**** THE RECORDS
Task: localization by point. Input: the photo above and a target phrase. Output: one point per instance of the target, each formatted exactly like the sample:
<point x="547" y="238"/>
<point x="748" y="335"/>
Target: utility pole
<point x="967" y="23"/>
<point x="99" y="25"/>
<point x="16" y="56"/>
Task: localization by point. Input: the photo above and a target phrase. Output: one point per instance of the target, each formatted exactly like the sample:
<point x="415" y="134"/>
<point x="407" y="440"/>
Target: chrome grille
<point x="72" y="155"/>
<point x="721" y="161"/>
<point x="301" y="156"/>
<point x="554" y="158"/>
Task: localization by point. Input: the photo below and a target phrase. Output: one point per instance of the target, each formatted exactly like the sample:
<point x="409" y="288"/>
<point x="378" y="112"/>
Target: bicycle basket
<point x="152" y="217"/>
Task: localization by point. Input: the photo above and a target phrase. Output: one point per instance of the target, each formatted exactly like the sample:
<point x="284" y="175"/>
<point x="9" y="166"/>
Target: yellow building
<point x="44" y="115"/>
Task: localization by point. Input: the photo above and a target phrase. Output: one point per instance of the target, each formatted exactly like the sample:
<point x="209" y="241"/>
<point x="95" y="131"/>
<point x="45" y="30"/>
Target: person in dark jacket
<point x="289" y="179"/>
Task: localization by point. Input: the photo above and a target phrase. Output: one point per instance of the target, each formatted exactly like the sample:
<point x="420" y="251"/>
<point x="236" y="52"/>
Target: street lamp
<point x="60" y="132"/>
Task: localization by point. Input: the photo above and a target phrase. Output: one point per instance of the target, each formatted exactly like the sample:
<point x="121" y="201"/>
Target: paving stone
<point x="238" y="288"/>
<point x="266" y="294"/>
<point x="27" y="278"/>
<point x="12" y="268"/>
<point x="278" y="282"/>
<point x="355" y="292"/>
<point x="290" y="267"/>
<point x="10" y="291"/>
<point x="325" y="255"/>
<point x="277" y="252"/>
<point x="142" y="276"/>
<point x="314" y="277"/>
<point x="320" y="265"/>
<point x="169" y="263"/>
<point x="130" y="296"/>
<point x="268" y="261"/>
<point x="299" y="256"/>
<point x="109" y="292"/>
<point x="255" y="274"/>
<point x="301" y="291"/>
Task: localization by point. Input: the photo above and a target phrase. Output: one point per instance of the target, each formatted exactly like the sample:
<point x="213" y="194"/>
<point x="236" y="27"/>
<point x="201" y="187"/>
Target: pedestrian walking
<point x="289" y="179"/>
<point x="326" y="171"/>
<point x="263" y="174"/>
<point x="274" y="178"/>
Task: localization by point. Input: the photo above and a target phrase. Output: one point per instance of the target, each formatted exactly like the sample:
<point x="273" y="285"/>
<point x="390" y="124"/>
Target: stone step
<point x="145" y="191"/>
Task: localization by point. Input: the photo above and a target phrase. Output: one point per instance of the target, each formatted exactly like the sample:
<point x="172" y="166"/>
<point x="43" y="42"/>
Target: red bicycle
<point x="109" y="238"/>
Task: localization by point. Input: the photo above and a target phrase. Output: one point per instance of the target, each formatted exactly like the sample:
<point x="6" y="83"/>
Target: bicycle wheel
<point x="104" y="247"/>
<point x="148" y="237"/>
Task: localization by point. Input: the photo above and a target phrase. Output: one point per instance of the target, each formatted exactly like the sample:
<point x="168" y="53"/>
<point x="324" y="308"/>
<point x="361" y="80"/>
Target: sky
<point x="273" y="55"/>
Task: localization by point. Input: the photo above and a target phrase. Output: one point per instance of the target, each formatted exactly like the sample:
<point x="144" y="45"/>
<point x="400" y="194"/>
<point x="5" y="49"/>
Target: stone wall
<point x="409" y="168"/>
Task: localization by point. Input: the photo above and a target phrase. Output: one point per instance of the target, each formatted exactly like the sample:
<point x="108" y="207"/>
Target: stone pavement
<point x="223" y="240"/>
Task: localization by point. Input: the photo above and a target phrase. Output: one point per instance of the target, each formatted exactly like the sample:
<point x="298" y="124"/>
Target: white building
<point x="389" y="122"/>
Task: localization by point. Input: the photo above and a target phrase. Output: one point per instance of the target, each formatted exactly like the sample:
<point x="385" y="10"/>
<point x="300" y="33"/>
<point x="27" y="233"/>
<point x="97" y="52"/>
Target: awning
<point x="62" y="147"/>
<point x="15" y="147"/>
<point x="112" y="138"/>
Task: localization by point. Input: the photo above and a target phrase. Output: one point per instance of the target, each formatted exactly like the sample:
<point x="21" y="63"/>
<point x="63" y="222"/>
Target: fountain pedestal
********
DESCRIPTION OF THE TASK
Reprint the entire listing exactly.

EXERCISE RESULT
Task: localization by point. Input: the photo above and a target phrase. Output: one point per instance of the target, each formatted exactly like the sample:
<point x="547" y="238"/>
<point x="748" y="335"/>
Target: utility pole
<point x="967" y="23"/>
<point x="99" y="25"/>
<point x="16" y="56"/>
Task: localization by point. Input: the photo above and a target phrase. Output: one point per instance of the target, each formatted exactly like the sample:
<point x="415" y="134"/>
<point x="407" y="440"/>
Target: chrome grille
<point x="72" y="155"/>
<point x="721" y="161"/>
<point x="301" y="156"/>
<point x="554" y="158"/>
Task: localization by point. Input: the photo below and a target phrase. Output: one point per instance of the target, each formatted exactly like the sample:
<point x="409" y="288"/>
<point x="378" y="112"/>
Target: bicycle basket
<point x="152" y="217"/>
Task: localization by point. Input: the photo above and a target phrase. Output: one point per instance of the target, each formatted exactly like the sample:
<point x="284" y="175"/>
<point x="9" y="166"/>
Target: yellow building
<point x="44" y="115"/>
Task: localization by point. Input: the photo above and a target phrase. Output: one point per instance of the target, each formatted exactly like the sample:
<point x="209" y="241"/>
<point x="95" y="131"/>
<point x="45" y="30"/>
Target: person in dark jacket
<point x="289" y="179"/>
Task: localization by point. Input: the photo above and a target phrase. Output: one point per instance of the target, each formatted exactly like the sample:
<point x="420" y="251"/>
<point x="236" y="52"/>
Target: street lamp
<point x="60" y="132"/>
Task: localization by point. Input: the photo above and a target phrase. Output: one point per instance of the target, each formatted exactly like the sample:
<point x="121" y="201"/>
Target: paving stone
<point x="238" y="288"/>
<point x="266" y="294"/>
<point x="27" y="278"/>
<point x="12" y="268"/>
<point x="278" y="282"/>
<point x="355" y="292"/>
<point x="290" y="267"/>
<point x="10" y="291"/>
<point x="325" y="255"/>
<point x="277" y="252"/>
<point x="142" y="276"/>
<point x="314" y="277"/>
<point x="320" y="265"/>
<point x="169" y="263"/>
<point x="130" y="296"/>
<point x="268" y="261"/>
<point x="299" y="256"/>
<point x="109" y="292"/>
<point x="255" y="274"/>
<point x="301" y="291"/>
Task: localization by point. Input: the photo above and a target phrase. Output: one point per instance of the target, each formatted exactly like the sample:
<point x="213" y="194"/>
<point x="236" y="27"/>
<point x="201" y="187"/>
Target: pedestrian walking
<point x="289" y="179"/>
<point x="326" y="171"/>
<point x="263" y="174"/>
<point x="274" y="178"/>
Task: localization by point. Input: the photo above and a target phrase. Output: one point per instance of the target, each formatted exactly like the sample:
<point x="273" y="285"/>
<point x="390" y="124"/>
Target: stone step
<point x="145" y="191"/>
Task: localization by point. Input: the photo above and a target phrase. Output: one point per instance of the target, each formatted exactly like the sample:
<point x="172" y="166"/>
<point x="43" y="42"/>
Target: red bicycle
<point x="109" y="238"/>
Task: localization by point. Input: the photo above and a target phrase. Output: one point per instance of the target, each formatted exactly like the sample:
<point x="6" y="83"/>
Target: bicycle wheel
<point x="104" y="247"/>
<point x="148" y="237"/>
Task: localization by point. Input: the photo above and a target phrase. Output: one point per instance of the target, each formatted exactly like the sample:
<point x="168" y="53"/>
<point x="324" y="308"/>
<point x="361" y="80"/>
Target: sky
<point x="273" y="55"/>
Task: localization by point. Input: the photo above and a target phrase. Output: one point per instance of the target, each formatted exactly like the sample:
<point x="144" y="45"/>
<point x="400" y="194"/>
<point x="5" y="49"/>
Target: stone wall
<point x="409" y="168"/>
Task: localization by point. Input: the photo above and a target phrase. Output: one point per instance of the target, each formatted exactly like the sample:
<point x="108" y="207"/>
Target: stone pavement
<point x="223" y="240"/>
Task: localization by point. Input: the photo above and a target phrase. Output: one point per instance of the target, each formatted exactly like the sample:
<point x="298" y="124"/>
Target: white building
<point x="389" y="122"/>
Task: localization by point. Input: the photo above and a target phrase. Output: one point per instance of the target, each formatted exactly like the sample:
<point x="385" y="10"/>
<point x="300" y="33"/>
<point x="27" y="233"/>
<point x="97" y="52"/>
Target: awning
<point x="62" y="147"/>
<point x="15" y="147"/>
<point x="112" y="138"/>
Task: localization by point. Input: the photo above and a target phrase. Output: one point per instance of the target, each formatted exactly like the sample:
<point x="21" y="63"/>
<point x="63" y="222"/>
Target: fountain pedestal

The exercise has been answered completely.